TASK ITEM – Nothing outside the range below should be printed. Output exactly the lines from the line with "Category to detect: solar panel" to the line with "Category to detect: blue mirrored sunglasses", both included.

GIVEN DATA –
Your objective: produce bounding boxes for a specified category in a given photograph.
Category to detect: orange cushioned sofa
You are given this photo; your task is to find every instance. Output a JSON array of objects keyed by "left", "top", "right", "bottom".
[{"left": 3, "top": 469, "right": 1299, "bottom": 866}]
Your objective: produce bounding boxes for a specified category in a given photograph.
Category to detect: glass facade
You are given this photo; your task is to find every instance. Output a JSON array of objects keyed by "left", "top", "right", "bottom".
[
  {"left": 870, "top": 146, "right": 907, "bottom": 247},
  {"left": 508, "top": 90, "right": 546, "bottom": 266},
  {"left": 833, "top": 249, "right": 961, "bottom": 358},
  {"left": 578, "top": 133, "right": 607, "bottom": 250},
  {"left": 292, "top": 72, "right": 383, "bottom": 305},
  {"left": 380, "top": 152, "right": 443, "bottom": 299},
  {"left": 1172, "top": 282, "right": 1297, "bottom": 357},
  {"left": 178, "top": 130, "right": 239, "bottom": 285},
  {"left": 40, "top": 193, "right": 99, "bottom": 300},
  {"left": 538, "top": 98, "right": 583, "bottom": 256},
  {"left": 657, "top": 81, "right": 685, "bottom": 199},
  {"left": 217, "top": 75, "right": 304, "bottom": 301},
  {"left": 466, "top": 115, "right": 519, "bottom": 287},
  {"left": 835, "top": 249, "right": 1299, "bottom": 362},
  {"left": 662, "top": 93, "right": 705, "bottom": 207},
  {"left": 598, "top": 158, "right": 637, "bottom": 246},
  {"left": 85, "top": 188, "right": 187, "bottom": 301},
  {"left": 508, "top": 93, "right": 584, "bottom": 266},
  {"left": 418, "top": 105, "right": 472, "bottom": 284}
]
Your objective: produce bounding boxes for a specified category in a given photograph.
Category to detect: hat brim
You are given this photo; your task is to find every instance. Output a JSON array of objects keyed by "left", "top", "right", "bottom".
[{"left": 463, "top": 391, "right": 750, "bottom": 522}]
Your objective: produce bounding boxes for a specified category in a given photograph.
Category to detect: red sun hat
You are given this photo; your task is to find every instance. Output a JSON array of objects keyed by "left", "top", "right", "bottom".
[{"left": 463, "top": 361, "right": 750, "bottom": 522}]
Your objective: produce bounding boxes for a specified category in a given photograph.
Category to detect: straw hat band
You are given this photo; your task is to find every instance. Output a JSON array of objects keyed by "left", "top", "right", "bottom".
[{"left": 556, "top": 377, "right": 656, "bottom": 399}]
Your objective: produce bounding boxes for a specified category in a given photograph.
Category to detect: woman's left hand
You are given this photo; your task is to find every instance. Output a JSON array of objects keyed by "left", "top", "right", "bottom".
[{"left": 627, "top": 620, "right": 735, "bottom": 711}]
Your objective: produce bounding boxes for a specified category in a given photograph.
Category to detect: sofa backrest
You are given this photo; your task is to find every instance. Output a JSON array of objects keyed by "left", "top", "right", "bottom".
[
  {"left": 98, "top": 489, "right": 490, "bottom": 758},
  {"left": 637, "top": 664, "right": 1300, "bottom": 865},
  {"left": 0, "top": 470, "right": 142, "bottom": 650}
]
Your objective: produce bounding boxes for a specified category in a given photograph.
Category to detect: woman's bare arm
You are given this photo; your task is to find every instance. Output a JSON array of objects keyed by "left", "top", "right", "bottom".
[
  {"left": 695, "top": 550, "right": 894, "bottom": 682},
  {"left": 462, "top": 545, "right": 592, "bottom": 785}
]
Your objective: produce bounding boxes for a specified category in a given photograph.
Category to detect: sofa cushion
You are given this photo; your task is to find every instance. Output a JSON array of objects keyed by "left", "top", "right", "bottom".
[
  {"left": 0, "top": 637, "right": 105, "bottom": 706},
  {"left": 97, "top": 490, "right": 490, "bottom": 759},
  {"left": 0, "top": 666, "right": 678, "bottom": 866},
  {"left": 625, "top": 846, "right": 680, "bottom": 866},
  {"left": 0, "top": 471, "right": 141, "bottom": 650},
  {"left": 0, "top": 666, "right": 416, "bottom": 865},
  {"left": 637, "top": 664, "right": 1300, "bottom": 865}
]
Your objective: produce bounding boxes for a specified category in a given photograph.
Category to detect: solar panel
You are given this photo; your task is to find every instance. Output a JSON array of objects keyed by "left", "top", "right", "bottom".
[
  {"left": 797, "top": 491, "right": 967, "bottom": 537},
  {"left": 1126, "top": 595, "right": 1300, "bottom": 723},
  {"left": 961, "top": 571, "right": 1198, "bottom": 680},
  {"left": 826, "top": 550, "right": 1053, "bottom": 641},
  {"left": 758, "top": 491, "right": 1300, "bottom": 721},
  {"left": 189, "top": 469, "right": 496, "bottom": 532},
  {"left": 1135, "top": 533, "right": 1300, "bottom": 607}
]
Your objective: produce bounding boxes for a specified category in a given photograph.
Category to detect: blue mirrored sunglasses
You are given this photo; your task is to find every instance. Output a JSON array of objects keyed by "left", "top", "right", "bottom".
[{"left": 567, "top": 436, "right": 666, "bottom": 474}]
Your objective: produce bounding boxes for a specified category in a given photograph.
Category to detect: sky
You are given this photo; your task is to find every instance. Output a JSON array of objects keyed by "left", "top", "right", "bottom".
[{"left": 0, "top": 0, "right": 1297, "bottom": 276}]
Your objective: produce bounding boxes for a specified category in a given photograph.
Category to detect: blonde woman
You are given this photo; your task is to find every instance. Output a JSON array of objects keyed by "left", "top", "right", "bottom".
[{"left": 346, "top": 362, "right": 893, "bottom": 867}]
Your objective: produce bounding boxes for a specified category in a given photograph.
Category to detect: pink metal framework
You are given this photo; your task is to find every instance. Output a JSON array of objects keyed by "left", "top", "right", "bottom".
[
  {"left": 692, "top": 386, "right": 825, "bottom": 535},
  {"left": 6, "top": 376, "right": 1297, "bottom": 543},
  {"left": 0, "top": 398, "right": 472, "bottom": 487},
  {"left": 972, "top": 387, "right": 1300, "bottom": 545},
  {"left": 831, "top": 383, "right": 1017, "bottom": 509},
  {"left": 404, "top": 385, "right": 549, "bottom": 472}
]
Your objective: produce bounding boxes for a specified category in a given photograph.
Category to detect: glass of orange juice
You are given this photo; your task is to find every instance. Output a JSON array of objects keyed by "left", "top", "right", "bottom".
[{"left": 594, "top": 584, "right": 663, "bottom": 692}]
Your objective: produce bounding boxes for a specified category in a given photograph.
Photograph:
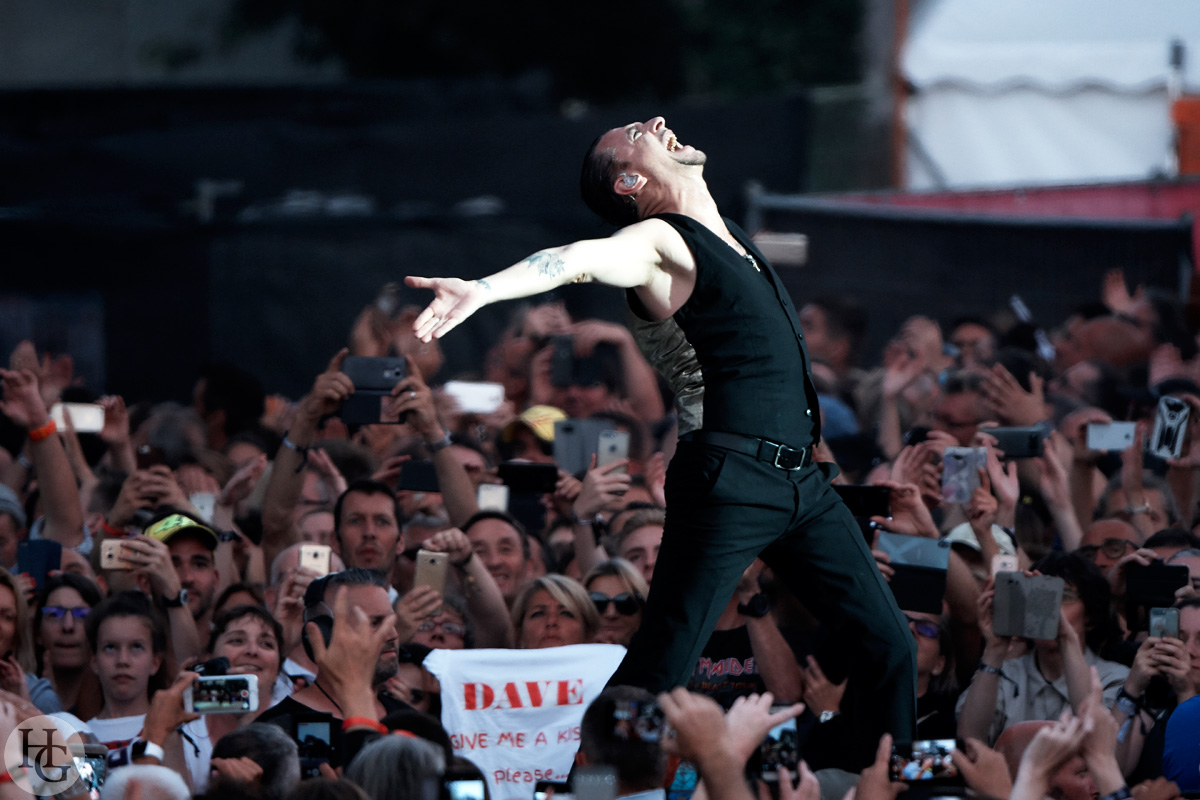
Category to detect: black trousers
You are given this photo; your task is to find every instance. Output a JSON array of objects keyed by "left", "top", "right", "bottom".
[{"left": 608, "top": 438, "right": 917, "bottom": 763}]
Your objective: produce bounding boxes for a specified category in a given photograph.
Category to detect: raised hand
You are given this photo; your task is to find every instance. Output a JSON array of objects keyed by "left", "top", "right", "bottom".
[{"left": 406, "top": 276, "right": 488, "bottom": 342}]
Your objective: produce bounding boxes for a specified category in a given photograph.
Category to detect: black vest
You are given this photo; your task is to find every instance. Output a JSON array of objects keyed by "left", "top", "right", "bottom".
[{"left": 633, "top": 213, "right": 822, "bottom": 447}]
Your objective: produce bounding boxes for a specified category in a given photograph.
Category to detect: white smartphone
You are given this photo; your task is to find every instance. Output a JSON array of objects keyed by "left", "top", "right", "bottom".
[
  {"left": 50, "top": 402, "right": 105, "bottom": 434},
  {"left": 477, "top": 483, "right": 510, "bottom": 512},
  {"left": 596, "top": 429, "right": 630, "bottom": 474},
  {"left": 184, "top": 674, "right": 258, "bottom": 714},
  {"left": 1085, "top": 421, "right": 1136, "bottom": 452},
  {"left": 443, "top": 381, "right": 505, "bottom": 415},
  {"left": 189, "top": 492, "right": 216, "bottom": 523},
  {"left": 299, "top": 544, "right": 332, "bottom": 577}
]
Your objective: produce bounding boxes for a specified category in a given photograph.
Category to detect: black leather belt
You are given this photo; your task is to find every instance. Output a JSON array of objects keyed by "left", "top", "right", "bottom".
[{"left": 681, "top": 431, "right": 814, "bottom": 471}]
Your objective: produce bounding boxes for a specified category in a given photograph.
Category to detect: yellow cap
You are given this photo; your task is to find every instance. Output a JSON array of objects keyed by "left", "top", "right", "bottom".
[{"left": 144, "top": 513, "right": 219, "bottom": 550}]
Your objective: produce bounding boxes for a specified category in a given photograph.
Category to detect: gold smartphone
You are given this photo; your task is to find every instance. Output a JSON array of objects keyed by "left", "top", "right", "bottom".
[
  {"left": 413, "top": 549, "right": 449, "bottom": 615},
  {"left": 99, "top": 539, "right": 134, "bottom": 570}
]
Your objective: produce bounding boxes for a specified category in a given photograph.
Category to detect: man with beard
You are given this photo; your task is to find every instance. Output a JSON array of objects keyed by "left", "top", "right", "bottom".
[
  {"left": 255, "top": 569, "right": 409, "bottom": 769},
  {"left": 407, "top": 115, "right": 915, "bottom": 766}
]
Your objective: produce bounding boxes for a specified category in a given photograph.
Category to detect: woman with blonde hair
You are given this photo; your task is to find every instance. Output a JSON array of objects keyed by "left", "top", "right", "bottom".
[
  {"left": 0, "top": 570, "right": 62, "bottom": 712},
  {"left": 511, "top": 575, "right": 599, "bottom": 649},
  {"left": 583, "top": 559, "right": 647, "bottom": 647}
]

YOUR SOLUTION –
Category to detect: solar panel
You are given this photo; your task is to find every instance. Output a JSON array of objects keyed by "left", "top", "right", "bottom".
[
  {"left": 797, "top": 491, "right": 967, "bottom": 537},
  {"left": 1126, "top": 595, "right": 1300, "bottom": 723},
  {"left": 961, "top": 571, "right": 1198, "bottom": 680},
  {"left": 826, "top": 550, "right": 1053, "bottom": 641},
  {"left": 758, "top": 491, "right": 1300, "bottom": 721},
  {"left": 189, "top": 469, "right": 496, "bottom": 532},
  {"left": 1135, "top": 533, "right": 1300, "bottom": 607}
]
Your objective: produce bounding boxes for a specified category in a given photograph.
Category to detect: blue mirrored sunglasses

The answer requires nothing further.